= Selected passage =
● ● ● ●

In Salem, Oregon, where several members of my old band, “The Morning Reign” had attended Willamette University, guys with long hair were few and far between. But in the band, not to be outdone by those Frisco outfits, our hair was going south. Toward the nape of our necks, and then further, God forbid, to shoulder length, seldom seen on the streets of the Capitol.

When we were all together, performing, or doing things bands do, like eating at Denny’s, or picking up guitar strings at the music store, it wasn’t a problem. But go to Denny’s by yourself, in Salem, or say, a smaller city nearby, like Silverton, or Gervais, and you were taking your life in your hands. Older men, especially, didn’t dig the long hair look, and derogatory comments were usual. And not always little digs like, “Hey girly, you need a haircut”, but a few times, “Hey Bob, II see you got your knife there on your belt, whad’ya say we take this little girly man out back and cut his hair for him”, that kind of thing, sorta scary. And during a meal at a Chinese restaurant with my former spouse, and my baby daughter Stacey, who was in a high chair, a man came right up to the table, and told me “you look fuckin’ ridiculous. Get that hair cut, before somebody does it for ya.’’


Once, during a recording session in Seattle at Jerden Records, the six of us left the studio for lunch, sporting our Beatle cuts. Walking under the monorail, looking for a lunch counter, we passed a middle aged woman, walking with a friend. She was well dressed, a shopper. Suddenly, her eyes grew wide, and she did a little back-step, and said disgustedly, seriously, loudly, to make her point, while spying us all......” Whellllllll! How close is this to the cannibals?” Now, something like that, you just don’t forget. It was funny, sure, but who likes to be put down like that, really?

● ● ● ●

= Things to do =
1. In the memoir about long hair, where was the band recording when the six members went out for lunch?
2. Carry on the memoir about long hair from its final sentence, writing another paragraph or two in the same first-person voice.

● ● ● ●

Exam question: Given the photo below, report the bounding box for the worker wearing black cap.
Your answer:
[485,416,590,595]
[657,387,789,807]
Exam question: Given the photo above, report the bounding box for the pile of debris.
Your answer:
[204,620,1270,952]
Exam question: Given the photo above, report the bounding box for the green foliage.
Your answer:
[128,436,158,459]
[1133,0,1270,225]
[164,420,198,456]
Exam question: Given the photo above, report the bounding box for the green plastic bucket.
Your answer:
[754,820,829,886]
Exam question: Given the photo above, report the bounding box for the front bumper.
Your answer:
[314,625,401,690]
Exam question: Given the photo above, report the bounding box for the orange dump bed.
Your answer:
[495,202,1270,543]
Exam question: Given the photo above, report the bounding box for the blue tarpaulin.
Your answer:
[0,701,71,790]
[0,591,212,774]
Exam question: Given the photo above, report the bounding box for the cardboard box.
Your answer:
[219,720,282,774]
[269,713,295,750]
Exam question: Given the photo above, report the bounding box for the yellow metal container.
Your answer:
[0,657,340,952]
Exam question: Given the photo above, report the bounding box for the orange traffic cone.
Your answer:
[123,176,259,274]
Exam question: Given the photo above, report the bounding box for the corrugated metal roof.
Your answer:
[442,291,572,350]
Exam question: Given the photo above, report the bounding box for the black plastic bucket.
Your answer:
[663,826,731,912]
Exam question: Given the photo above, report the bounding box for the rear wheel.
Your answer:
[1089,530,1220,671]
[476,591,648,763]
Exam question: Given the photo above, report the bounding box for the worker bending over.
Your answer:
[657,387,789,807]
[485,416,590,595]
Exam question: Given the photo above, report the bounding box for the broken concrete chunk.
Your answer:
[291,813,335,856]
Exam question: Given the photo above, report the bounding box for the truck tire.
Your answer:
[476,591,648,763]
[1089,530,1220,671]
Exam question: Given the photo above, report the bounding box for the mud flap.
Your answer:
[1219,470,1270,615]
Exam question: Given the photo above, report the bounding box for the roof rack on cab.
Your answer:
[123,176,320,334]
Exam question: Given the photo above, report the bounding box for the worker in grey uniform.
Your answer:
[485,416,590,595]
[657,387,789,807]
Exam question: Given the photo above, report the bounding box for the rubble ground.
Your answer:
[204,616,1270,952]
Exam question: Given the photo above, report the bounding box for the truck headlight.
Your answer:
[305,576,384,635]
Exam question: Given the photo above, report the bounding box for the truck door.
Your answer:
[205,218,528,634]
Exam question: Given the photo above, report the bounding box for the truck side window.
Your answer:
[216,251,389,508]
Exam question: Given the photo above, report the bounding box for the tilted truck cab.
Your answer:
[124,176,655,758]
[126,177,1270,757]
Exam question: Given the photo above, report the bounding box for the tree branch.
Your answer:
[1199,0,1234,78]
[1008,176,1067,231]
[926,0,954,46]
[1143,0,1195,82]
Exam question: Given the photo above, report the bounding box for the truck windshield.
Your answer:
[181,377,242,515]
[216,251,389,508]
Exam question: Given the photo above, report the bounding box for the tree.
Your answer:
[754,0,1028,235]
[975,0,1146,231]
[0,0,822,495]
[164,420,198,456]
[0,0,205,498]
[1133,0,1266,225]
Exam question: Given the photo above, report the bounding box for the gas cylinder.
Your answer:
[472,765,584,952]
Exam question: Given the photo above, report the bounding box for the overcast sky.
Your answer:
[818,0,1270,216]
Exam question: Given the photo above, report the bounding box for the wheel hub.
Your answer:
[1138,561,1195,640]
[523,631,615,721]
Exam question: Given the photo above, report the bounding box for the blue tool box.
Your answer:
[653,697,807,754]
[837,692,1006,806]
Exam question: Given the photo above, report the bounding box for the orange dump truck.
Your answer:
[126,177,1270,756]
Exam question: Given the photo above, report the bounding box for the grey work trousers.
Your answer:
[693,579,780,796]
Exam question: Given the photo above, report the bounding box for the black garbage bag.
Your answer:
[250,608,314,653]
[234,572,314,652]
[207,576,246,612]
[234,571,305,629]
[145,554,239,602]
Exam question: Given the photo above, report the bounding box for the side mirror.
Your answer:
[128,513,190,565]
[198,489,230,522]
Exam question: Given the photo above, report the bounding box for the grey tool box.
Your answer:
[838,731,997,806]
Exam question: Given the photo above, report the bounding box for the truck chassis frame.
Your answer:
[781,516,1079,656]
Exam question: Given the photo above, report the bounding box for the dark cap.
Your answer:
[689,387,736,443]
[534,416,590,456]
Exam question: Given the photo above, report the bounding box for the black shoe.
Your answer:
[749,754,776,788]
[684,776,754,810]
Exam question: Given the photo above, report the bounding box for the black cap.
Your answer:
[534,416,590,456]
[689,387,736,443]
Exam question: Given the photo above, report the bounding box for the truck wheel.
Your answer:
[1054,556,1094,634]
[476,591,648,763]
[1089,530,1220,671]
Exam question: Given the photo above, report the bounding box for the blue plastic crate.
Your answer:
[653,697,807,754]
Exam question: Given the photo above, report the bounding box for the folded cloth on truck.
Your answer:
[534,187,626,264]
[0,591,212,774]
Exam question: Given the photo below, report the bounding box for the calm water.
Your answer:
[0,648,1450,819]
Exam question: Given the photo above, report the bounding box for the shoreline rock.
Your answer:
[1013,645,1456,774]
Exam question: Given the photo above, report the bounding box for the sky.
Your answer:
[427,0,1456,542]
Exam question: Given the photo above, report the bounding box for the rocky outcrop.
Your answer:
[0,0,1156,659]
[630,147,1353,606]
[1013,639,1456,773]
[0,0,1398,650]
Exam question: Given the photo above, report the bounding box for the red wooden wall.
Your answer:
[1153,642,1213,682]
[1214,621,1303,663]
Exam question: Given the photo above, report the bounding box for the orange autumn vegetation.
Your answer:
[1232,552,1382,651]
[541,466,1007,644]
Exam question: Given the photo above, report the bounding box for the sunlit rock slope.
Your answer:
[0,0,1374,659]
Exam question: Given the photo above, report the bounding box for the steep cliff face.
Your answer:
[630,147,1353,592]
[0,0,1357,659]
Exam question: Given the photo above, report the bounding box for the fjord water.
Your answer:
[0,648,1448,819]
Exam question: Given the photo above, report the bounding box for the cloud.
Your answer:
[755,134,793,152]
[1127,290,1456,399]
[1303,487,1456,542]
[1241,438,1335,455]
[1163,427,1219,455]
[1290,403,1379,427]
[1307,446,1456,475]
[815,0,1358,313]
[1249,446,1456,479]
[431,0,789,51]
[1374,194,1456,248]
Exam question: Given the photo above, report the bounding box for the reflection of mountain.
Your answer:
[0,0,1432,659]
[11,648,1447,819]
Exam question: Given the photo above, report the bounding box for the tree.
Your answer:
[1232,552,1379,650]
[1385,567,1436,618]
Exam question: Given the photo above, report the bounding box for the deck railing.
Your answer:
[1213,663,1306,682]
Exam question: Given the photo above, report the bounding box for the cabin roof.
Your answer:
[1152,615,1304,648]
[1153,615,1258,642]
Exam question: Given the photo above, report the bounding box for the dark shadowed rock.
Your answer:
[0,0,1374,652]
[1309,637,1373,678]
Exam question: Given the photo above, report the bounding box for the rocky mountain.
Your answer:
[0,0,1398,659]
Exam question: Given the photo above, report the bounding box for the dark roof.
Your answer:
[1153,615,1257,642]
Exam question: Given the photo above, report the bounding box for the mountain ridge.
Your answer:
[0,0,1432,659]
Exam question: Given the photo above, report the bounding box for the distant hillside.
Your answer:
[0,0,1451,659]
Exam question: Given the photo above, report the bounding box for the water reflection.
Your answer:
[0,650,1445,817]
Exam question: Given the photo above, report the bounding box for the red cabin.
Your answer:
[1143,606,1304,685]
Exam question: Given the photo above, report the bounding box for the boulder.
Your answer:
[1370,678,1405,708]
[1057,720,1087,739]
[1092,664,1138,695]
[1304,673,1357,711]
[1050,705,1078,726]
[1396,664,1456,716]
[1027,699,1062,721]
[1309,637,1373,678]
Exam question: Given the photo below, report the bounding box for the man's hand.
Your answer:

● ● ● ●

= Expected answers =
1. At Jerden Records in Seattle.

2.
It pissed me off. But what are ya gonna do? We were sort of into the tie dye, head band, pot smokin’ peace and love groove ourselves, so I guess we should have expected some flak. But truly, we were all very nice boys in our early twenties, educated, kind-hearted. I, myself, was already a concerned parent, and completely smitten by my baby daughter.

Many times, travelling around Oregon, Washington, California, or Idaho, we would arrive in some small town, to play a gig, early. Once, in Roseburg, Oregon, about 1969, we arrived early, and found a park, mid-town, to consume the Herfy’s Burgers we had just bought, relax, and toss the frisbee. A few other kids were in the park, just hanging out. Some were watching us play frisbee. Suddenly, two uniformed Roseburg Police officers approached. We first watched them tell a young couple who had been smooching nearby, “Okay, if you kids wanna trade spit, you’re gonna have to do it somewhere besides this public park”, and then, made the boy fork over his cigarettes. I believe one of our band members was just dumb enough to say something to one of the cops, about their treatment of those kids. It was, I think, what they were hoping for. And so suddenly we were engulfed in a very heated conversation with these two cops, both young, and as I recall, the most vocal of the two of them was a very small man. At some point, he barked, “Well, could your van there stand the vacuum cleaner test?”, meaning, he could vacuum out our van, looking for pot, and bust us. “Hello Mom, Dad, we just signed a recording contract with Capitol, and, uh, we’re in jail”. So we stood there, trying to make some ground with these cops, saying that we were just people like them, it’s not right to pick on us just because we have long hair, and telling them that they were wrong to harrass us, why would they? “Because you put on the uniform, so you have to wear it”, the small cop shouted, all lathered up, red-faced and angry “ and I have seen your kind lyin’ in a gutter and shittin’ on themselves and pissin’ on themselves”. It was unsettling.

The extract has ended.